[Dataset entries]
——————————
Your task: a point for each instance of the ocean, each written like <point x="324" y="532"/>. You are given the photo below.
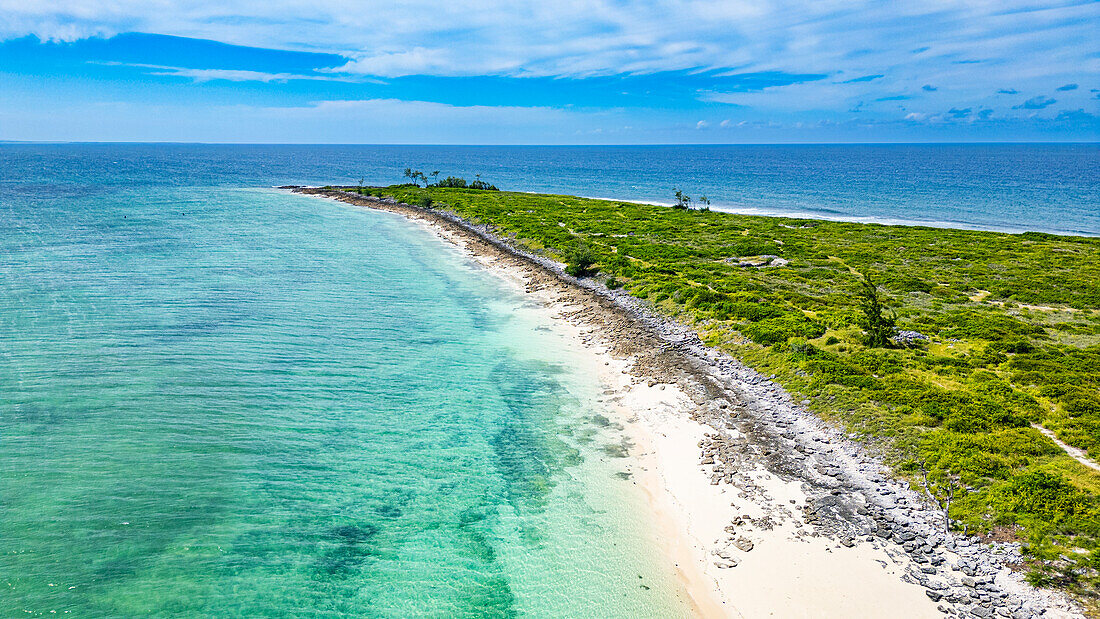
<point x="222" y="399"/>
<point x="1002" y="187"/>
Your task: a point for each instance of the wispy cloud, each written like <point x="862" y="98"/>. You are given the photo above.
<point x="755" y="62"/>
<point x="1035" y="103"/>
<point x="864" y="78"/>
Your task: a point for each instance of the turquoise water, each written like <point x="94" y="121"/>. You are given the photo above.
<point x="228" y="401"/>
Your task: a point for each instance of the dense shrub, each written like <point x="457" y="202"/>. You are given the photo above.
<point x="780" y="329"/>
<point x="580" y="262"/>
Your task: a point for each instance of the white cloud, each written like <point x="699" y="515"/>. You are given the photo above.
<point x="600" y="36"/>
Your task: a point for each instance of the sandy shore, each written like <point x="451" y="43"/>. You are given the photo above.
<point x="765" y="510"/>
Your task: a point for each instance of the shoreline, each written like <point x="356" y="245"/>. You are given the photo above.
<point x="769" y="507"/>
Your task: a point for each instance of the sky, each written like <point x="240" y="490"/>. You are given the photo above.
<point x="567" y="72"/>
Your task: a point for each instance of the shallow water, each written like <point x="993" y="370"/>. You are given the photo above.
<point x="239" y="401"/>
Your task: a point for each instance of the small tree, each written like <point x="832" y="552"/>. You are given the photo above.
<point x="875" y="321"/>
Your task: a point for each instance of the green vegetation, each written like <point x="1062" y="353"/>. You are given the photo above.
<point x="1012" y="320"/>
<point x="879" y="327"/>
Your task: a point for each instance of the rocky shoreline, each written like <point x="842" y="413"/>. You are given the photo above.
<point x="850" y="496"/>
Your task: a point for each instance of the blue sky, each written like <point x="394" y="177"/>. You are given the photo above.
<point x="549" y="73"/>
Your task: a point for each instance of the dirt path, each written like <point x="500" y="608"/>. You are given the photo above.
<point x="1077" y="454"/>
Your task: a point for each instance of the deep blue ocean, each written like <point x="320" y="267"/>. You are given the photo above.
——————————
ASSIGNMENT:
The answer is to be the lines from the one holding "Your task: a point for each instance of the shallow" through the end of the data above, transcribed character for character, both ends included.

RESULT OF THIS TASK:
Your task: a point for each instance of the shallow water, each written like <point x="993" y="370"/>. You are given the photo above.
<point x="239" y="401"/>
Your task: a point for each instance of the small tree, each written like <point x="832" y="552"/>. You are given the photo above.
<point x="875" y="321"/>
Your task: a point for each instance of the green vegetation, each written like <point x="1062" y="353"/>. You are given the photo above.
<point x="1012" y="320"/>
<point x="879" y="327"/>
Your task: a point for each instance of the rocky shoreline, each written like <point x="842" y="413"/>. You are given the photo above.
<point x="850" y="496"/>
Your task: a point for each instance of the blue sky, each written like <point x="394" y="177"/>. You are given the photo above.
<point x="549" y="73"/>
Your task: a point for each instance of the dirt path, each written like <point x="500" y="608"/>. You are given the photo above.
<point x="1077" y="454"/>
Your task: a point for each instance of the deep blue ocean, each written like <point x="320" y="267"/>. You are given the photo above.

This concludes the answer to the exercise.